Stored data entries:

* * * * * * * * *

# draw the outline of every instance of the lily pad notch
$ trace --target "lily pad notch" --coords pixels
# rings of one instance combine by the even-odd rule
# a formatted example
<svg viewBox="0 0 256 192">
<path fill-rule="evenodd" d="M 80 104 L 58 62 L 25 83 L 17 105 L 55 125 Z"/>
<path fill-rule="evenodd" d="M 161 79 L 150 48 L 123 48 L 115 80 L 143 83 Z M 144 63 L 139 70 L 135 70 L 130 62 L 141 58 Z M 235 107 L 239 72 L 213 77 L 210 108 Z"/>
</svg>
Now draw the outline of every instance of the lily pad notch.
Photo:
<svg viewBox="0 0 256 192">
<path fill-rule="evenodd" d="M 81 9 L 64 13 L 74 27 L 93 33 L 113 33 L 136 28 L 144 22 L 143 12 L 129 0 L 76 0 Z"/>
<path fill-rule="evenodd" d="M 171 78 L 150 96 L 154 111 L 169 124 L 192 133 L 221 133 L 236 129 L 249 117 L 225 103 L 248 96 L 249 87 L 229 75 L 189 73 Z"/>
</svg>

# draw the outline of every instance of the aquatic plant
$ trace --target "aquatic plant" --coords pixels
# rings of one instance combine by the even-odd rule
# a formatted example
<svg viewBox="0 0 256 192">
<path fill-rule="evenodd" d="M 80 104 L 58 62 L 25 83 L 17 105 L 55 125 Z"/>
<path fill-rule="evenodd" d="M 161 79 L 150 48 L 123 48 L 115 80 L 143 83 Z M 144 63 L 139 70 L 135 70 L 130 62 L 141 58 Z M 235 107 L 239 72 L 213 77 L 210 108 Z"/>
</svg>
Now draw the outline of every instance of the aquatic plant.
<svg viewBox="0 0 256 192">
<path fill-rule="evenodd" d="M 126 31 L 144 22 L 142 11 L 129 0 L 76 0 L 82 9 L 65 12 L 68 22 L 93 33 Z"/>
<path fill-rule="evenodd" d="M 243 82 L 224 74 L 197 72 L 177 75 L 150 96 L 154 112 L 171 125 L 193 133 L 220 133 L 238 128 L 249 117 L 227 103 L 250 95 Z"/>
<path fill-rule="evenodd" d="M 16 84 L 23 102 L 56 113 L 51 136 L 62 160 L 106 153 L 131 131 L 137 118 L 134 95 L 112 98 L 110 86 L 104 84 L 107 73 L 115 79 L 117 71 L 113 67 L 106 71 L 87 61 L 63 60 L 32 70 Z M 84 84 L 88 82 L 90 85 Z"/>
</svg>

* * * * * * * * *

CHALLENGE:
In the stretch of the records that opens with the line containing "# draw the outline of every instance of the aquatic" and closes with the line containing "126 31 L 144", rename "aquatic plant" to "water plant" and reproduce only that stretch.

ANSWER BELOW:
# draw the outline of every instance of the water plant
$ trace --target "water plant" --coords pixels
# rings of one instance combine by the even-odd rule
# a formatted example
<svg viewBox="0 0 256 192">
<path fill-rule="evenodd" d="M 80 104 L 58 62 L 25 83 L 17 105 L 55 125 Z"/>
<path fill-rule="evenodd" d="M 161 79 L 150 48 L 123 48 L 115 80 L 143 83 Z M 144 63 L 139 70 L 135 70 L 130 62 L 141 58 Z M 235 107 L 239 72 L 213 77 L 210 108 Z"/>
</svg>
Now draw the outline of every instance of the water plant.
<svg viewBox="0 0 256 192">
<path fill-rule="evenodd" d="M 126 31 L 144 22 L 142 11 L 129 0 L 76 0 L 82 9 L 65 12 L 68 22 L 93 33 Z"/>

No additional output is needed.